:: Task list ::
(a) Can you give back the lacrosse transfer story, everything from "Only a small" down to "the Great Danes.", with "faceoff specialist" renamed "faceoff man"?
(b) Can you go on with the story about TD Ierlan's transfer from UAlbany, picking up after its final sentence?

:: Quoted passage ::
## begin
ALBANY — Last spring, as the University at Albany men’s lacrosse team prepared for its NCAA tournament quarterfinal game against Maryland, TD Ierlan reflected on the path that led the faceoff specialist from Victor High School to UAlbany.
Only a small number of colleges, Ierlan said, made him a recruiting priority the way UAlbany did.
“They’re one of the few schools that really gave me a chance,” Ierlan said. “I’m just hoping to prove them right.”
Now, a little more than a year later, Ierlan has established himself as the top faceoff specialist in the country.
And, now, Ierlan will use his final two seasons of college eligibility for someone other than the Great Danes.
After rumors swirled early in the week on social media that Ierlan was looking to leave UAlbany and Wednesday’s reports that Ierlan had received his release, UAlbany head coach Scott Marr confirmed Thursday that Ierlan had received his full release and the rising junior plans to transfer.
“Our program appreciates all the positive contributions TD made the last two years,” Marr said Thursday in a text message. “Unfortunately, it just didn’t turn out to be the right fit. We wish him well in the future.”
Why Ierlan at UAlbany is no longer the “right fit” is unclear. Attempts to reach Ierlan Wednesday and Thursday were unsuccessful, and Marr was unwilling to offer up much more about the situation.
“It just wasn’t the right fit for both of us,” Marr said Thursday in a brief phone interview. “It is what it is.”
For two seasons, though, Ierlan and UAlbany made for a perfect fit on the field, as the Great Danes’ high-scoring offense provided Ierlan with ample opportunities to contest faceoffs.
Ierlan’s sophomore year at UAlbany produced the best statistical season for a faceoff specialist in NCAA men’s lacrosse history. In a campaign that saw him named the America East Defensive Player of the Year and a second-team All-American, Ierlan set single-season records for faceoff winning percentage (79.1), ground balls per game (13.4), total faceoffs won (359) and total ground balls (254).
“He’s the most formidable challenge in the country,” UMBC head coach Ryan Moran said of Ierlan midway through the 2018 season. “He’s the most dangerous weapon in college lacrosse right now.”
## end
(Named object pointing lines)
## begin
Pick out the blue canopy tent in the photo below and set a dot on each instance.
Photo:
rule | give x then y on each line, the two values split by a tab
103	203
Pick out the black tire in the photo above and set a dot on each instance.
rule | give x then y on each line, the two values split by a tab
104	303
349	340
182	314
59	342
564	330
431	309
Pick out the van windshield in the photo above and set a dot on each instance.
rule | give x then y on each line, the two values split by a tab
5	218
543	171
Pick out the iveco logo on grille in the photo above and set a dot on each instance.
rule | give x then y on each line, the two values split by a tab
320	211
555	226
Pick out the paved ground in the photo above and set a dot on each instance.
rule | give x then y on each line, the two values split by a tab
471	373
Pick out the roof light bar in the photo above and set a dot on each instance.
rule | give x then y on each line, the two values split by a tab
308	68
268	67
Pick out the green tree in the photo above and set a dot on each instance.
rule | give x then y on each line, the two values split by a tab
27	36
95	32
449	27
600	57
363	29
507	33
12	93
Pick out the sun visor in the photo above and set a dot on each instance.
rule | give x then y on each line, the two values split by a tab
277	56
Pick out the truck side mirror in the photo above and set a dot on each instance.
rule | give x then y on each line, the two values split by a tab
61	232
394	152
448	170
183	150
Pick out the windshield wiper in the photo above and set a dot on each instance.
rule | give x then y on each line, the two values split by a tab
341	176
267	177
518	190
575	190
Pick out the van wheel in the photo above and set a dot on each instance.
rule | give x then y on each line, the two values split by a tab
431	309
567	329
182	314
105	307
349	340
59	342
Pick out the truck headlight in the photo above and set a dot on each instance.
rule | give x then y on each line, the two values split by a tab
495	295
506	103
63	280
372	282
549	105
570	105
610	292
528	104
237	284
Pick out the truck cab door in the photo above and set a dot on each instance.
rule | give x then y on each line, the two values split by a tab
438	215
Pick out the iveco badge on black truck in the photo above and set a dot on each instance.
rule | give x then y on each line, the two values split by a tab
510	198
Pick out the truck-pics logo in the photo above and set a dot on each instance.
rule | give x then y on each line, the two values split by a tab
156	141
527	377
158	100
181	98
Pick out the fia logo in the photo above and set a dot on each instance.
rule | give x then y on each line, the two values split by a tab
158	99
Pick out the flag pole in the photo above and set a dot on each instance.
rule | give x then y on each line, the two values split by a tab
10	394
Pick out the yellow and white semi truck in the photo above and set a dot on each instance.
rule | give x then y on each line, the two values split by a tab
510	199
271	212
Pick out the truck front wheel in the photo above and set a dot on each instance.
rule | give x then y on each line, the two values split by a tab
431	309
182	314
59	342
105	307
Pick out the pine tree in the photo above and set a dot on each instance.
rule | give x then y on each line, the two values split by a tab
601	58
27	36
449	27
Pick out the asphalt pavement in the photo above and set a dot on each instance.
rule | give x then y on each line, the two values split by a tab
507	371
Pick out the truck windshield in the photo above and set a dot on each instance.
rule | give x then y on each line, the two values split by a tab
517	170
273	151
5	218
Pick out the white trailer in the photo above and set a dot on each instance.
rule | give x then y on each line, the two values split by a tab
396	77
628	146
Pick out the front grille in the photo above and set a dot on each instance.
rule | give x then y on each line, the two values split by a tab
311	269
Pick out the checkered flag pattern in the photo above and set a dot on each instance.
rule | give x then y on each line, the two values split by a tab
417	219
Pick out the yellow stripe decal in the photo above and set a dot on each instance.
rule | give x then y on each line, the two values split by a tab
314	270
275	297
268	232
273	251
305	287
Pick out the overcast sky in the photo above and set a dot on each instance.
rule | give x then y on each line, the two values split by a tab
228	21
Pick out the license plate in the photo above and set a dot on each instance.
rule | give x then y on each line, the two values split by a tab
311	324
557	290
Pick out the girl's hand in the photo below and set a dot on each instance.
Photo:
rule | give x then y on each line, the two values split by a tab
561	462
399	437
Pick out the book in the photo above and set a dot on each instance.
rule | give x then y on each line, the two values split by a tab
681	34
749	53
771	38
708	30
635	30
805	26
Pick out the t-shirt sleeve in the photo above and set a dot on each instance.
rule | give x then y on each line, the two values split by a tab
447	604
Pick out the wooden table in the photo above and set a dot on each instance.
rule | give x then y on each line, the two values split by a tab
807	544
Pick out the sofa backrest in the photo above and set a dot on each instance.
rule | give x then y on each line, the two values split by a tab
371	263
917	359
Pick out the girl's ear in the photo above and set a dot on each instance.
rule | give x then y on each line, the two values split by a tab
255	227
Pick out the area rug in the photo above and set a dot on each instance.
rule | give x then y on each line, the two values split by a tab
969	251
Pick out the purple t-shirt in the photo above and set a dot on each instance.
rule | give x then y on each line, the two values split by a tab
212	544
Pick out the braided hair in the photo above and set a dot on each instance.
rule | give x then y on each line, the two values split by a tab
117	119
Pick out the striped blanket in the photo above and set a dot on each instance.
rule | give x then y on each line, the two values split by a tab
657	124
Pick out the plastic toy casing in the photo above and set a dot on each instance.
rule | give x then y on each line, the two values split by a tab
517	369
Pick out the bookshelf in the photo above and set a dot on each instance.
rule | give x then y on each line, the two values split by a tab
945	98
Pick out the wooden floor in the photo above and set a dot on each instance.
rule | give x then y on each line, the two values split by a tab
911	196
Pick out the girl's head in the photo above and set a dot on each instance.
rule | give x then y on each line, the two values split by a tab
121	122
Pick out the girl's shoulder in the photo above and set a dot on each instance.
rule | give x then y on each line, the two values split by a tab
## end
:: Results in order ::
(a)
Only a small number of colleges, Ierlan said, made him a recruiting priority the way UAlbany did.
“They’re one of the few schools that really gave me a chance,” Ierlan said. “I’m just hoping to prove them right.”
Now, a little more than a year later, Ierlan has established himself as the top faceoff man in the country.
And, now, Ierlan will use his final two seasons of college eligibility for someone other than the Great Danes.

(b)
Ierlan was terrific throughout the Great Danes’ program-best postseason run as a sophomore. Ierlan was named the America East tournament’s Most Outstanding Player after winning 48 of 49 faceoffs in leading UAlbany to its fifth conference tournament championship in the last six years. Then, in the NCAA tournament, Ierlan won 57 of 92 faceoffs — including a 15 of 30 performance against Denver senior Trevor Baptiste, who is widely considered the greatest faceoff specialist in NCAA men’s lacrosse history.
“He’s our guy,” UAlbany senior Kyle McClancy said after the Great Danes won the America East title. “He’s the MVP of this team right now.”
At UAlbany, Ierlan won 682 of 910 faceoffs (74.9 percent) and collected a program-record 456 ground balls. Three times at UAlbany, Ierlan recorded perfect faceoff outings. In 37 games, Ierlan’s faceoff record was 32-4-1.
Wherever Ierlan transfers, the rising junior will be able to play during the 2019 season without sitting out. It’s likely, too, that Ierlan will compete against the Great Danes next season. Top rumored destinations for Ierlan have been Cornell — where his younger brother, Chayse, is committed to play starting next season — and Syracuse. Against those teams this past season, Ierlan dominated in a pair of UAlbany wins. Ierlan won 16 of 21 faceoffs against Syracuse and 24 of 24 against Cornell.
“It’s just unreal,” Marr said early in the 2018 season of Ierlan’s ability. “He’s just tireless in his work ethic and preparing himself for games.”
Throughout Ierlan’s two years at UAlbany, Marr routinely gushed about the player’s game-changing ability and his toughness.
“He’s a warrior,” Marr often said of Ierlan.
Ierlan would reference Marr as a “second father.” On the night Ierlan won this year’s America East Defensive Player of the Year award, Ierlan voiced his appreciation for his coach in those terms.
“Coach Marr, as much as he impacts the lacrosse community and my lacrosse career, I think what he really affects is people off the field,” Ierlan said. “That’s way more.”
Even before Ierlan’s departure, UAlbany faced a tough offseason after losing its most successful class in program history. Besides leading UAlbany to its first appearance at championship weekend, the Great Danes’ outgoing seniors won a program-best 59 games during their four-year run at UAlbany. That 11-man class included four All-Americans with JD Colarusso, Connor Fields, McClancy and Troy Reh.
Heading into the 2019 season, UAlbany returns five of its top-10 scorers. The Great Danes bring back a number of stars, such as rising sophomore Tehoka Nanticoke, and have a strong class of incoming recruits to help fuel future postseason runs — and Ierlan said after UAlbany’s season-ending defeat against Yale in the national semifinals that the program’s goal was to do more than get back to championship weekend in the years ahead.
“The goal is to get back and win it, though,” Ierlan said. “We’re not satisfied with getting here.”
Getting back to championship weekend, though, will become a much more formidable challenge for the Great Danes without Ierlan, the sport’s top player at its most unique position.
“You can’t win the game without the ball,” Marr said earlier this year of Ierlan’s value to the Great Danes.